AIM: Rewrite the records from their start through the line containing "131), (118, 131)]]", keeping the requests unchanged but adding 90 to every x and y coordinate in the answer outlines. Omit the pictures.

Mask labeling examples:
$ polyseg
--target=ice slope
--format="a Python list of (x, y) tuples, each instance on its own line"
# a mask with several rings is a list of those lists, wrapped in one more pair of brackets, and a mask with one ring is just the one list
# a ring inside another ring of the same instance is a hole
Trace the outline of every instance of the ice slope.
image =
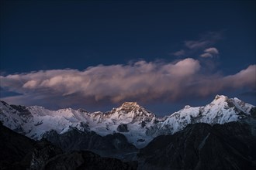
[[(217, 95), (204, 107), (185, 106), (182, 110), (164, 118), (147, 110), (136, 102), (125, 102), (111, 111), (89, 113), (71, 108), (50, 110), (43, 107), (22, 107), (0, 102), (0, 120), (3, 124), (33, 139), (40, 139), (50, 130), (64, 133), (71, 127), (93, 131), (104, 136), (116, 132), (123, 134), (138, 148), (144, 147), (154, 137), (182, 130), (187, 124), (198, 122), (209, 124), (237, 121), (250, 116), (254, 106), (237, 98)], [(120, 124), (126, 131), (118, 131)]]

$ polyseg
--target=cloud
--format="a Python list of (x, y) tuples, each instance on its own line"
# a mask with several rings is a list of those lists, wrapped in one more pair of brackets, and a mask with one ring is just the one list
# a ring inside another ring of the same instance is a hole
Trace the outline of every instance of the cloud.
[(204, 50), (205, 53), (200, 55), (201, 57), (208, 58), (213, 57), (219, 54), (219, 50), (215, 47), (210, 47)]
[(199, 53), (203, 49), (205, 53), (201, 57), (213, 57), (218, 54), (218, 49), (214, 47), (210, 47), (216, 44), (219, 40), (223, 39), (223, 33), (221, 32), (208, 32), (201, 34), (197, 39), (194, 40), (185, 40), (184, 48), (172, 53), (171, 54), (175, 56), (195, 56), (198, 55)]
[(211, 47), (209, 49), (206, 49), (204, 52), (211, 53), (211, 54), (219, 54), (219, 50), (216, 48)]
[(2, 98), (20, 104), (71, 104), (175, 101), (224, 89), (255, 87), (256, 65), (234, 75), (203, 75), (199, 60), (175, 63), (138, 61), (96, 66), (85, 70), (50, 70), (1, 76), (1, 87), (22, 95)]
[(213, 57), (213, 56), (211, 53), (206, 53), (201, 54), (200, 56), (204, 57), (204, 58), (208, 58), (208, 57)]
[(172, 54), (175, 56), (184, 56), (185, 54), (185, 51), (184, 49), (181, 49), (179, 51), (173, 53)]
[(221, 33), (209, 32), (201, 35), (198, 40), (186, 40), (184, 43), (185, 46), (190, 49), (198, 49), (209, 46), (221, 39)]

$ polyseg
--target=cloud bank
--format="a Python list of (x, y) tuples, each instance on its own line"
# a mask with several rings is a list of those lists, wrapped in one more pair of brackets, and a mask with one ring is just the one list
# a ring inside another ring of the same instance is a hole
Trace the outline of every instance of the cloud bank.
[[(2, 98), (22, 104), (175, 101), (207, 96), (225, 89), (255, 89), (256, 65), (234, 75), (204, 75), (199, 60), (175, 63), (138, 61), (128, 65), (96, 66), (85, 70), (50, 70), (1, 76), (1, 87), (22, 95)], [(22, 102), (23, 103), (22, 103)], [(66, 105), (67, 106), (67, 105)]]
[(201, 54), (201, 57), (213, 57), (219, 54), (219, 50), (215, 47), (210, 47), (204, 50), (204, 53)]

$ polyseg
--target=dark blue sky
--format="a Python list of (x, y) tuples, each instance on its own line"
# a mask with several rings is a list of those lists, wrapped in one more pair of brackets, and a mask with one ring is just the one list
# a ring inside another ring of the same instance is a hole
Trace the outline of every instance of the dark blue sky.
[[(200, 72), (206, 74), (234, 75), (256, 63), (255, 8), (254, 1), (2, 1), (1, 73), (81, 71), (99, 64), (168, 63), (192, 58), (200, 62)], [(189, 48), (185, 45), (189, 41), (209, 43)], [(218, 53), (200, 57), (210, 47)], [(180, 50), (182, 55), (174, 55)], [(21, 93), (1, 87), (1, 97)], [(255, 87), (217, 92), (255, 104)], [(154, 99), (158, 102), (144, 105), (166, 114), (185, 104), (206, 104), (216, 94), (192, 101), (187, 97), (162, 102)], [(116, 106), (106, 103), (92, 110)]]

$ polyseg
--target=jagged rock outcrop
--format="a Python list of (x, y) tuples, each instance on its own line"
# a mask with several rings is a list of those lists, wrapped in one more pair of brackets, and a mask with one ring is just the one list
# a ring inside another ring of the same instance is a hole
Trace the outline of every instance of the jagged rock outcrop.
[(97, 169), (135, 170), (136, 162), (123, 162), (116, 158), (102, 158), (91, 151), (71, 151), (59, 155), (43, 167), (42, 170)]
[(3, 126), (1, 121), (0, 151), (0, 169), (5, 170), (135, 170), (137, 167), (137, 162), (123, 162), (91, 151), (63, 152), (50, 141), (34, 141)]
[(194, 124), (141, 149), (139, 169), (255, 169), (255, 153), (256, 137), (246, 124)]
[(26, 169), (29, 167), (35, 141), (0, 123), (0, 169)]
[(126, 138), (119, 133), (102, 137), (94, 131), (84, 132), (73, 128), (61, 134), (55, 131), (50, 131), (43, 134), (43, 138), (65, 151), (89, 150), (104, 156), (112, 157), (116, 153), (137, 151), (137, 148), (130, 144)]
[(127, 124), (121, 124), (119, 125), (118, 125), (116, 131), (119, 131), (119, 132), (128, 132), (128, 128), (127, 128)]
[(47, 140), (43, 139), (36, 142), (33, 146), (32, 152), (30, 169), (40, 169), (48, 160), (62, 153), (63, 151), (61, 148)]

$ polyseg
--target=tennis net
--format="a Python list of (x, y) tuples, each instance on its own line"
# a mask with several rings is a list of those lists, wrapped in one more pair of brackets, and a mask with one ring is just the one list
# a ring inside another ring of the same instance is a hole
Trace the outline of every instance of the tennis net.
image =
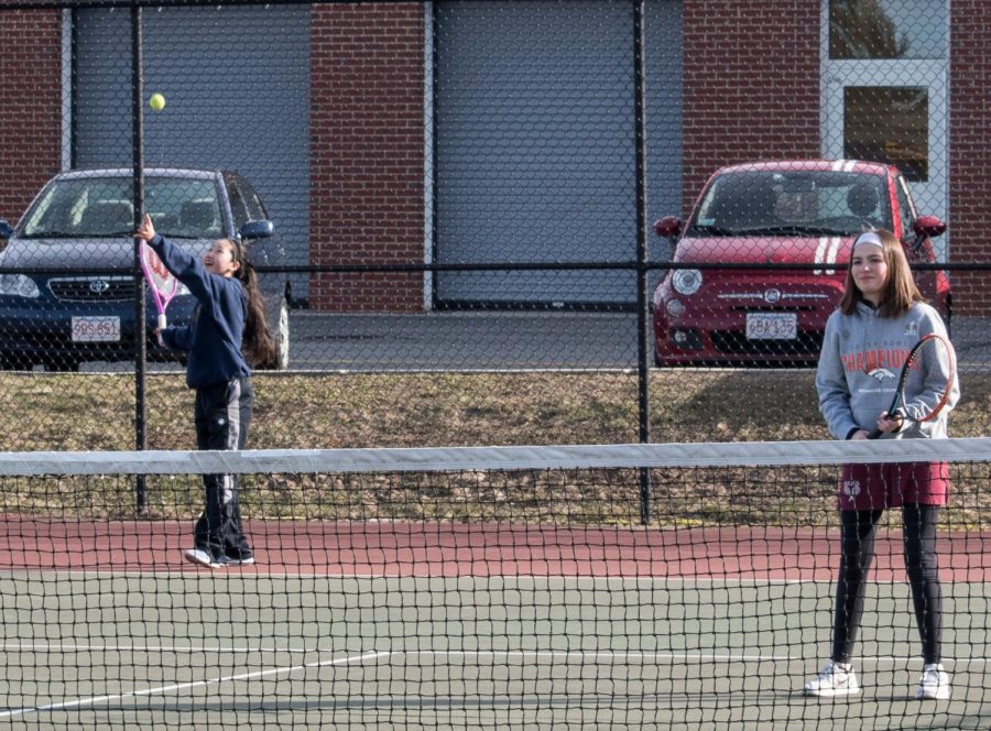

EXERCISE SOLUTION:
$ polyseg
--target=ice slope
--format="a Python list of (x, y) tuples, each instance on its own line"
# a mask with several rings is a list of those lists, wrapped in one more pair of brackets, and a mask with one ring is just the one list
# a ring inside another ring of the same instance is a hole
Trace the outline of every instance of the ice slope.
image =
[[(307, 185), (294, 197), (275, 196), (272, 200), (254, 208), (237, 200), (226, 192), (215, 192), (201, 201), (179, 203), (161, 198), (140, 200), (133, 197), (112, 197), (90, 192), (90, 210), (93, 214), (123, 229), (130, 229), (140, 220), (154, 223), (161, 217), (183, 221), (194, 226), (206, 222), (213, 224), (228, 238), (234, 237), (244, 227), (272, 220), (277, 214), (288, 212), (299, 214), (327, 211), (340, 206), (344, 196), (327, 188)], [(210, 214), (216, 221), (208, 221)]]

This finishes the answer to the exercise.